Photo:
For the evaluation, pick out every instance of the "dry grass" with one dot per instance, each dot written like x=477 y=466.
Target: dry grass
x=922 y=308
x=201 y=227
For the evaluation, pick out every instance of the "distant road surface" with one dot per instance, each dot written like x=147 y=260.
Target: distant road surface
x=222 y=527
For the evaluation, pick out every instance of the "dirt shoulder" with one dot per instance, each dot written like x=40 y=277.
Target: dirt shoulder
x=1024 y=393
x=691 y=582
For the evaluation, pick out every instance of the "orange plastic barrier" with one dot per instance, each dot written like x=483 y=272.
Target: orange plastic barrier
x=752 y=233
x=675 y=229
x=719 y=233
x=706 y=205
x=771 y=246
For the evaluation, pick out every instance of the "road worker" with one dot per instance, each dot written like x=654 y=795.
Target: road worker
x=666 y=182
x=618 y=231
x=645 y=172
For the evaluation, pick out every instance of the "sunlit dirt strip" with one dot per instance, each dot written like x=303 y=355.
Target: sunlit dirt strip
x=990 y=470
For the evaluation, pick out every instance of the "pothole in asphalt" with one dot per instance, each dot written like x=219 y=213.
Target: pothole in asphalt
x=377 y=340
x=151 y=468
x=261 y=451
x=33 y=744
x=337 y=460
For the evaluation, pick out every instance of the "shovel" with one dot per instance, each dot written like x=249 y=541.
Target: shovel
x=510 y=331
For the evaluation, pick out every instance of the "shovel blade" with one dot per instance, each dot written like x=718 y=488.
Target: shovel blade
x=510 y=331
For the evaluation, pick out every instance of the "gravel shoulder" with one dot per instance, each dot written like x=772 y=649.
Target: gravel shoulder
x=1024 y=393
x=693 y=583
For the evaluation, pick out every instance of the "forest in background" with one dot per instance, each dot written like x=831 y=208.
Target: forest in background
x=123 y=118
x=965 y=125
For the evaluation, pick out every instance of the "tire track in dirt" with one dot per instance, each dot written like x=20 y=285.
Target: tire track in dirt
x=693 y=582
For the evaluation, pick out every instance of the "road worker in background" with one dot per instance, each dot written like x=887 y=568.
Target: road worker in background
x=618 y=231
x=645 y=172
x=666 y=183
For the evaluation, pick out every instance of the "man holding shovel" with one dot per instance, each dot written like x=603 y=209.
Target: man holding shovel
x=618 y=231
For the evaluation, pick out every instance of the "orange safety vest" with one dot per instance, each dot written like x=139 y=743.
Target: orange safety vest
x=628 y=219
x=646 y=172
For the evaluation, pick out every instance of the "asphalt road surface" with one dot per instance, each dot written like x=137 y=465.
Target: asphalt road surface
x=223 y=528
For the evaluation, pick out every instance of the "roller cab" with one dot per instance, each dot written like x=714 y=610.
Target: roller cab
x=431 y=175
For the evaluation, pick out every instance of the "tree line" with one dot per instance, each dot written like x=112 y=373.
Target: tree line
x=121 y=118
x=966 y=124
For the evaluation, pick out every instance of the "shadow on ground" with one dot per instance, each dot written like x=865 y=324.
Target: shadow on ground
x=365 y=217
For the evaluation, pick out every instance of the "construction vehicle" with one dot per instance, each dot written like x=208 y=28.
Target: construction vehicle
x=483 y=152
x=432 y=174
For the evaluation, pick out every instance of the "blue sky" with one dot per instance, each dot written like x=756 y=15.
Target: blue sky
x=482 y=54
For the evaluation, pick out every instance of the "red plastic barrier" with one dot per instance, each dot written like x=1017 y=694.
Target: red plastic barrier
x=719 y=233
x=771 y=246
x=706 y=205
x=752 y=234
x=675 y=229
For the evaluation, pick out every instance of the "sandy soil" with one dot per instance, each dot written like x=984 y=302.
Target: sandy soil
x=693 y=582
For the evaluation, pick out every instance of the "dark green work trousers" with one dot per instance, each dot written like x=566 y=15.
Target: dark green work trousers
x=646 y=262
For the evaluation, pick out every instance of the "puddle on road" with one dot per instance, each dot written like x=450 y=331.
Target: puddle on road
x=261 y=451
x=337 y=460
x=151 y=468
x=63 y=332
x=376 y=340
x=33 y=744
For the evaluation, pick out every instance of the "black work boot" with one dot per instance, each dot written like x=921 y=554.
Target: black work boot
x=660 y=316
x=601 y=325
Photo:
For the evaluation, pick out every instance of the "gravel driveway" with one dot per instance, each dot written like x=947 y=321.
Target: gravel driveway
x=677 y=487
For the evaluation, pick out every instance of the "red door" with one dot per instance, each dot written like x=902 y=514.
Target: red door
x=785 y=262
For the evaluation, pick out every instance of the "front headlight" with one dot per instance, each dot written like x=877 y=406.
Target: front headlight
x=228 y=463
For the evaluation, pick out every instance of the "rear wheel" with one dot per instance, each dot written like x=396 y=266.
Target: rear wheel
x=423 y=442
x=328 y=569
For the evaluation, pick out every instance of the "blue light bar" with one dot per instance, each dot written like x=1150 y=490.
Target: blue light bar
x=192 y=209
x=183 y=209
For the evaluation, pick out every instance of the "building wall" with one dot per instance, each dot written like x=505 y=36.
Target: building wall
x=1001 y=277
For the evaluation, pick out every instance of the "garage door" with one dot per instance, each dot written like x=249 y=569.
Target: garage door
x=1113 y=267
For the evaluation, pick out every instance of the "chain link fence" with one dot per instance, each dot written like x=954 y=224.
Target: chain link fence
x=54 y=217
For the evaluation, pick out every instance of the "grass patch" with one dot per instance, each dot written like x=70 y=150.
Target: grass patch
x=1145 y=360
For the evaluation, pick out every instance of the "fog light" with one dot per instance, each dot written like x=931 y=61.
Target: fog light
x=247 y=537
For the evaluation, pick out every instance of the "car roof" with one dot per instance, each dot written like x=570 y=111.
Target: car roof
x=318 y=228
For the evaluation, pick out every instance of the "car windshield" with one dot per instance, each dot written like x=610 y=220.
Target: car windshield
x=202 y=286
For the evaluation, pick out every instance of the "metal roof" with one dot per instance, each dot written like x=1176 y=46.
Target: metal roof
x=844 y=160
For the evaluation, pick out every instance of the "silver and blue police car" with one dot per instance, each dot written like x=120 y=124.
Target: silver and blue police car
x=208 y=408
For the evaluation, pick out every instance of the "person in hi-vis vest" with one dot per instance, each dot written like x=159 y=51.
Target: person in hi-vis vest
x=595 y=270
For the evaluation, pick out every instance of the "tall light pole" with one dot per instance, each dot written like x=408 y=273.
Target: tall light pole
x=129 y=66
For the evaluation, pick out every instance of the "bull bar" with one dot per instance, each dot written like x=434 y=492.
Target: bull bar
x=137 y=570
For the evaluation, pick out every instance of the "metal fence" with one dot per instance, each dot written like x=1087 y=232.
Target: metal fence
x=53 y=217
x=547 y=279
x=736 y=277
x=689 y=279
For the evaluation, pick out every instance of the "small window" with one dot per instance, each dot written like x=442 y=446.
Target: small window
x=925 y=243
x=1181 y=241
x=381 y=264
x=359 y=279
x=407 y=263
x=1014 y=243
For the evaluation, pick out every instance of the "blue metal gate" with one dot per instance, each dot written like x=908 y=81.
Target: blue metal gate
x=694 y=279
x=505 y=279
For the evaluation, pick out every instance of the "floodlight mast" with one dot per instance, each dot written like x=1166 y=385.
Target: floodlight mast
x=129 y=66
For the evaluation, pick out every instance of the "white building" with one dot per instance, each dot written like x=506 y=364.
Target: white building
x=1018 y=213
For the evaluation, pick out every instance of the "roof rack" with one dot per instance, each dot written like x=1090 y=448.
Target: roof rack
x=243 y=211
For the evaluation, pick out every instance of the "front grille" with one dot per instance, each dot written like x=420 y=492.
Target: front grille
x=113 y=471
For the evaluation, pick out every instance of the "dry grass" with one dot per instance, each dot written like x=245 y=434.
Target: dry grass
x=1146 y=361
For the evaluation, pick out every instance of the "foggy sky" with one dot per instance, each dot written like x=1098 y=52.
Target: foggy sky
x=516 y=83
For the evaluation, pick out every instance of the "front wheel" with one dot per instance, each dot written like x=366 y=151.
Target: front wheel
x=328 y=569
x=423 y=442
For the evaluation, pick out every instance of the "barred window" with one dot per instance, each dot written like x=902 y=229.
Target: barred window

▶ **Required task**
Update the stretch of rows from the line that contains "like x=831 y=208." through the line that contains "x=966 y=124" by replacing "Target" with "Label" and keeping everything else the same. Return only those lines.

▶ **The answer**
For the evaluation, pick out every instance of the "forest in background" with one dot per instance, each dot written like x=831 y=208.
Label: forest in background
x=123 y=118
x=965 y=125
For the evaluation, pick out every instance of the "tire track in dirt" with one dot per instance, each dot written like x=20 y=285.
Label: tire track in dirt
x=693 y=582
For the evaluation, pick out every instance of the "road worker in background" with one dot per instance, each dot written like x=887 y=568.
Label: road worker in background
x=618 y=231
x=645 y=172
x=666 y=183
For the evaluation, pick out every instance of the "man holding shovel" with one dot per instance, each dot written like x=603 y=209.
Label: man holding shovel
x=618 y=231
For the evaluation, pick out every instance of the "orange safety vest" with one dot per instance, each dot written like x=139 y=743.
Label: orange safety vest
x=628 y=219
x=646 y=172
For the evaluation, pick out every instance of the "asphalt road surface" with one dot per instance, each dot written like x=137 y=465.
Label: asphalt road surface
x=223 y=528
For the evaluation, pick out every instance of the "roller cab" with one dot per instance, each dot written like x=714 y=610.
Label: roller cab
x=431 y=175
For the evaluation, pick out every instance of the "tree line" with one dot per instance, each dot written like x=112 y=373.
Label: tree line
x=121 y=118
x=966 y=124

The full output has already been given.